== YOUR INSTRUCTIONS ==
Write out the entries below once more, exactly, with the pictures left out.

** start THE INPUT **

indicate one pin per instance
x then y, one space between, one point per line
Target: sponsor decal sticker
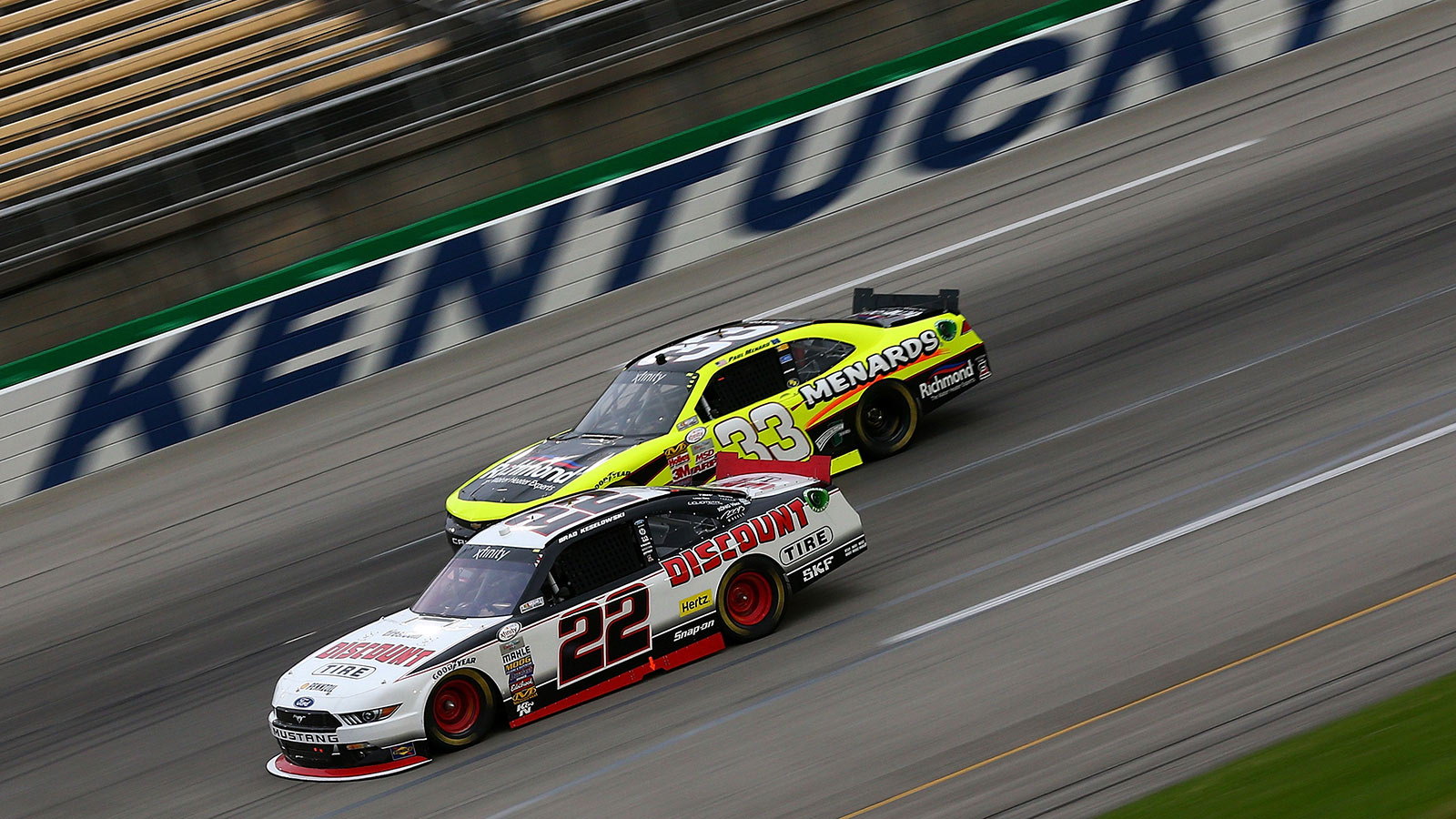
693 603
813 570
817 497
693 632
390 653
451 666
743 538
309 738
870 369
948 379
805 545
344 669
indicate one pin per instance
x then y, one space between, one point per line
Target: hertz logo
695 603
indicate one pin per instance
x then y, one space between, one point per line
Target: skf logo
743 538
695 603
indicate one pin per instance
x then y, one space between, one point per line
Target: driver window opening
756 378
596 560
676 531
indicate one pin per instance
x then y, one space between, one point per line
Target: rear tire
885 419
459 712
750 601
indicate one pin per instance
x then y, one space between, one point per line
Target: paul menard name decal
875 365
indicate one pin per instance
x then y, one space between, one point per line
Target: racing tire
885 419
750 601
459 712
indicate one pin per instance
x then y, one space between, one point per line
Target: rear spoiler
944 302
732 464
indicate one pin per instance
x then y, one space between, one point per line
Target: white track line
1171 535
1004 229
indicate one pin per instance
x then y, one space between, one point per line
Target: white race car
558 605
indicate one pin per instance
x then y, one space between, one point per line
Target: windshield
480 581
640 402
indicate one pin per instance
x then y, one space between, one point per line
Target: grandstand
118 111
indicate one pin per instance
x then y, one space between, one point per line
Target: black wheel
750 601
885 419
460 712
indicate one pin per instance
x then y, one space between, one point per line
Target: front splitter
283 767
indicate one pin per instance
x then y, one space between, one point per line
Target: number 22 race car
775 389
560 605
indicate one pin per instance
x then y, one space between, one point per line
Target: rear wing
732 464
892 309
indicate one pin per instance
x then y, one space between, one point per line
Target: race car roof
538 525
744 332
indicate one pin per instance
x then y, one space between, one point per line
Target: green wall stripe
545 189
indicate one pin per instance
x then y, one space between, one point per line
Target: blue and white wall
393 310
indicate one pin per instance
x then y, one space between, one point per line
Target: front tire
885 419
750 601
460 712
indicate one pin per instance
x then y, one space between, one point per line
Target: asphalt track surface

** end THE INPUT **

== RESPONSE TO THIS TASK ==
indicate one pin per instance
x then y, one space between, one point per line
Target: sponsor decal sticker
693 603
813 570
817 497
693 632
390 653
451 666
743 538
309 738
870 369
948 379
805 545
344 669
indicate one pin per instance
x then y, one space between, one point per line
Target: hertz logo
695 603
indicate one pin per instance
x then y, one space between, one point per line
Target: skf logo
743 538
695 603
indicate one pin per instance
x then y, one space between, one point per line
Target: driver window opening
756 378
596 560
676 531
indicate one pin per instance
x then y, one space between, one point per line
Target: rear tire
885 419
459 712
750 601
indicate one pin per instance
x then y, one space between, one point per line
Target: paul menard name decal
875 365
indicate one pin per instance
x then y, one space between, one point per line
Target: racing tire
885 419
750 601
459 712
indicate one pin per instance
x then y, one space between, one point per line
Target: rear spoiler
944 302
732 464
indicate one pin per instance
x then y, one space between, one point per line
Target: white track line
1171 535
1004 229
indicate one pin per instance
x then y, one space between, one point per line
Target: white race car
558 605
indicate one pin per instance
x then y, one space between, one point per line
Target: windshield
480 581
640 402
indicate one pin per instance
x then y, one space between, one point per line
Target: grandstand
118 111
indicate one pin per instance
x then y, one space between, one point per line
Target: black wheel
750 601
885 419
460 712
indicate one pin per instance
x then y, one space between, one point per line
Target: front splitter
283 767
indicate one pin per instance
x then y, one space between, one point per line
Target: number 22 race car
775 389
560 605
indicate one pin per instance
x then y, one space between, one point per line
Target: rear wing
732 464
892 309
indicate one pin per instance
x then y, one space between, one point per line
Target: race car roof
538 525
744 332
indicate one pin per instance
x then y, one space between, one point per line
Target: green wall stripe
545 189
indicate one pin per instance
x then y, one space between, one point per line
Target: blue and white wall
393 310
indicate one pin per instance
x then y, one space between, one point per line
Target: front tire
885 419
750 601
460 712
indicate one pin per instance
x then y, one space between, one point per line
Target: asphalt track surface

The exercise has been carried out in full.